● **WHAT IS NEEDED**
From the records below, pull out each line that contains the string "black". Case matters.

● **Bounding-box records**
####################

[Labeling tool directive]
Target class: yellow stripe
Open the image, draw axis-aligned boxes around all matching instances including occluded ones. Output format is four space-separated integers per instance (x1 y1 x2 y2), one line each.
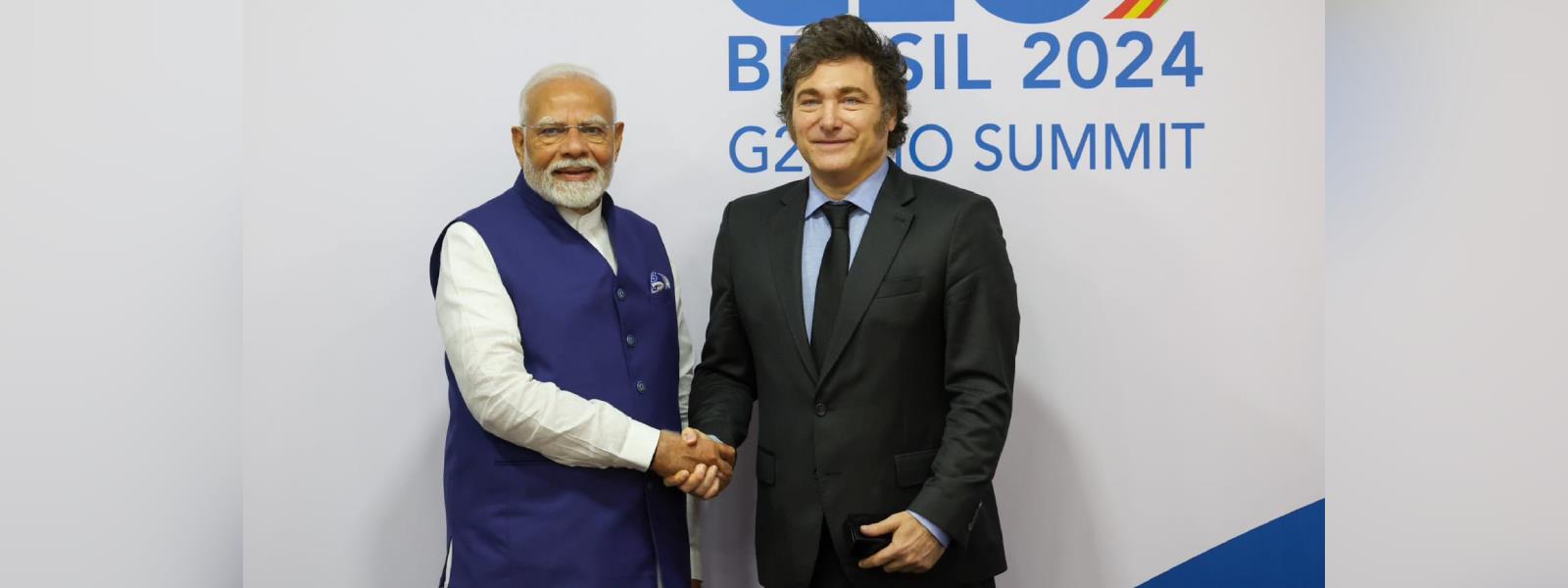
1123 0 1154 19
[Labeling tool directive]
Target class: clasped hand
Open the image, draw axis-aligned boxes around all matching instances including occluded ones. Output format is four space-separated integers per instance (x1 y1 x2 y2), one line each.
649 428 735 500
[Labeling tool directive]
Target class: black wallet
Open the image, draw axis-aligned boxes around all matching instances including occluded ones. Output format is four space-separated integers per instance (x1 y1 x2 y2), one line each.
844 513 892 560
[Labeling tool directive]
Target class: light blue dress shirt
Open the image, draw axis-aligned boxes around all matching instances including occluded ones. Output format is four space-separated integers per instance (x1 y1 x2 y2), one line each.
800 160 888 340
800 160 947 549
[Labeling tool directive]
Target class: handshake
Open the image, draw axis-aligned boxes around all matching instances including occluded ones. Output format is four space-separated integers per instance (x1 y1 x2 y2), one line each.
648 428 735 500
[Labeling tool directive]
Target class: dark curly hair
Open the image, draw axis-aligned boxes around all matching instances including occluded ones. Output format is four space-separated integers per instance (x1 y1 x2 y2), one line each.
779 14 909 151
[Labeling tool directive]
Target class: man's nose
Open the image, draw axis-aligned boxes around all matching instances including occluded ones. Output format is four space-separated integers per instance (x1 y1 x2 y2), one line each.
557 127 588 159
817 102 844 133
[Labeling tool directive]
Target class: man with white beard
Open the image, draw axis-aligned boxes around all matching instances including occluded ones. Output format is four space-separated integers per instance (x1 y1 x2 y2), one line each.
429 66 735 588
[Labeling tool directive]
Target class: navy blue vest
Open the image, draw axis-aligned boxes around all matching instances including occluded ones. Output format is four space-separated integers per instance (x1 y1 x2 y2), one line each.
429 174 692 588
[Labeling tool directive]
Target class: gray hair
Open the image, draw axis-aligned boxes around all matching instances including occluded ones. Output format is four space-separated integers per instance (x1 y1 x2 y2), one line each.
517 63 614 125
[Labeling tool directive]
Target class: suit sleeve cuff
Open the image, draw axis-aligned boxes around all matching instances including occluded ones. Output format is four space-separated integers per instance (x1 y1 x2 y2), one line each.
617 420 659 472
909 512 947 549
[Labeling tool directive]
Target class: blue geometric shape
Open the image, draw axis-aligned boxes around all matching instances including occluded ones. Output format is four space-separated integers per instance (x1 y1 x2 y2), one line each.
1139 500 1325 588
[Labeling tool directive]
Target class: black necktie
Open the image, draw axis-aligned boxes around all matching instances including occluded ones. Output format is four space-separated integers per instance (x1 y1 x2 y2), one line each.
810 202 853 368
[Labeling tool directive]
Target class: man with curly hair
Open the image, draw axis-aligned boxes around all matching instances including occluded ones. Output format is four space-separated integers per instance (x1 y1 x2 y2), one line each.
671 16 1019 588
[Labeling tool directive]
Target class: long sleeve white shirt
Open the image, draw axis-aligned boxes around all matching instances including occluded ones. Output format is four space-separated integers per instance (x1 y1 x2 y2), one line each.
436 199 701 578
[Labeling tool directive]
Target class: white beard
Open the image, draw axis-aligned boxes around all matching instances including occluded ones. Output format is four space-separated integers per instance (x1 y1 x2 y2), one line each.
522 157 614 210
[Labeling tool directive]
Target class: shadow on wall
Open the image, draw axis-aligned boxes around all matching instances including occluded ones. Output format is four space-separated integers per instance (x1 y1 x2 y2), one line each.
994 377 1119 588
365 408 447 586
701 405 758 586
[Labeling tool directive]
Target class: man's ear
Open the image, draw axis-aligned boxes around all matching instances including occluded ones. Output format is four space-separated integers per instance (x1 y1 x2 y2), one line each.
610 122 625 162
512 127 527 165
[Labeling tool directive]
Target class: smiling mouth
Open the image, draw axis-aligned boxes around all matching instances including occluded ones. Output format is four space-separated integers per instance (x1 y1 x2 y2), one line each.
551 168 594 182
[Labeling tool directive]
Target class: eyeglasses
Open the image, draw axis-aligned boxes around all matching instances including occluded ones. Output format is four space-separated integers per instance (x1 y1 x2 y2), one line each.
522 122 612 144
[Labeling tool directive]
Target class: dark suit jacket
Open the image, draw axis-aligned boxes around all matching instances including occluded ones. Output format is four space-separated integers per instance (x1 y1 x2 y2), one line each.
690 167 1017 588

####################

● **RESPONSE FOR THIS EXERCISE**
Target class: black wallet
Target class: black necktie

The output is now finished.